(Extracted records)
—————

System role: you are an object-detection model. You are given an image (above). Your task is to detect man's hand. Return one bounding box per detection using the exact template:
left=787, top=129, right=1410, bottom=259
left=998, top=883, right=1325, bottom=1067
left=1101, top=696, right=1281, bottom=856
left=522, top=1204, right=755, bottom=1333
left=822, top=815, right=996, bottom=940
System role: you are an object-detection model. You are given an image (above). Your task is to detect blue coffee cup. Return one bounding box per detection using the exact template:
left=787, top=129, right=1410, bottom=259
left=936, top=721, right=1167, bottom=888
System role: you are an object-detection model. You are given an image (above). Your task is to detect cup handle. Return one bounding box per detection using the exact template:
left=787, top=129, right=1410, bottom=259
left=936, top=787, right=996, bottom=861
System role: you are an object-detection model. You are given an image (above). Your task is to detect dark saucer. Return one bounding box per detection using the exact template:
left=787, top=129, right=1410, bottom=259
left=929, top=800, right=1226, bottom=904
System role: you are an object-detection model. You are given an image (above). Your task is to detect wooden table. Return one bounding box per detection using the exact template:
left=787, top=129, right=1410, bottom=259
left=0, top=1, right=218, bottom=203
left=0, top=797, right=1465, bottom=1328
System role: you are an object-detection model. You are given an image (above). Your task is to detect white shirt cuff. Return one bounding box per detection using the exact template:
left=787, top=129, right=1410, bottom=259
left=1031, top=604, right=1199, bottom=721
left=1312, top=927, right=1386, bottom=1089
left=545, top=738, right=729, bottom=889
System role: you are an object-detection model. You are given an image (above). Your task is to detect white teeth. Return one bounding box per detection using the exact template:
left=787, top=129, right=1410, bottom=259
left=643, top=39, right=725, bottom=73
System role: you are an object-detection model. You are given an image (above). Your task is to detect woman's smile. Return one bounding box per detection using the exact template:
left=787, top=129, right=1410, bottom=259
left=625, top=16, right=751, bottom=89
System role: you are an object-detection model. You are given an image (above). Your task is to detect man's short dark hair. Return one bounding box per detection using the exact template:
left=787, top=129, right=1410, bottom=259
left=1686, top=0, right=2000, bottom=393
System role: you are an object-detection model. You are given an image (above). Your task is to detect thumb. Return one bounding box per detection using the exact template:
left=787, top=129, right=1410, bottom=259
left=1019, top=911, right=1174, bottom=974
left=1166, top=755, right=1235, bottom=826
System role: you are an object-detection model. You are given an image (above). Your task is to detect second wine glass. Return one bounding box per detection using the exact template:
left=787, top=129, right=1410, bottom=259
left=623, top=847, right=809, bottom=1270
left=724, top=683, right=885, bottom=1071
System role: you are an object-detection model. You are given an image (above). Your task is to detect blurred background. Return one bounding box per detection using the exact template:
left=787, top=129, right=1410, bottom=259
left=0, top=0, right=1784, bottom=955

—————

* EXERCISE DIRECTIONS:
Copy here each line of the preceding records with "Your" in it.

* SOLUTION TO THE PROBLEM:
System role: you are an object-detection model. You are given an image (above). Your task is to detect man's hand. Return one bounding box per detection using the exact template:
System role: you are an object-detection model. You are given an image (above). Your task is to detect blue coffee cup. Return one bounding box per detection using the exact template:
System role: you are an object-detection model. You are given an image (above). Your task is to detect cup handle. Return one bounding box per detection using the exact template:
System role: you are an object-detection model. You are given an image (above). Your task is to detect dark saucer. Return one bounding box per detection using the exact template:
System role: you are an object-detection model. You are given an image (above). Your task is to detect wooden table. Return one bounding box per detection using the exact template:
System role: you are an object-detection model. You are given an image (above). Your task is to detect white shirt cuff. Return one bounding box per detection using the exact template:
System role: you are an object-detection model. You are given an image (above). Your task is to detect white teeth. Return one bounding box per detection using the exact template:
System role: you are an object-detection model. You are given an image (above). Your task is to detect woman's smile. Return one bounding box per detection using the exact template:
System role: you are an object-detection model. You are given an image (above). Your task is to detect man's short dark hair. Return one bounding box per detection using the exact template:
System role: you are an object-detection model. You are given an image (above). Your task is to detect thumb. Return one bounding box per detection using the exact template:
System role: you are an object-detection model. You are given an image (above). Your task is to detect second wine glass. Return one bounding box per detection using the exact template:
System role: you are an object-detection model. You are given an image (above). Your task is to detect blurred background. Return one bounding box per detection using the exact template:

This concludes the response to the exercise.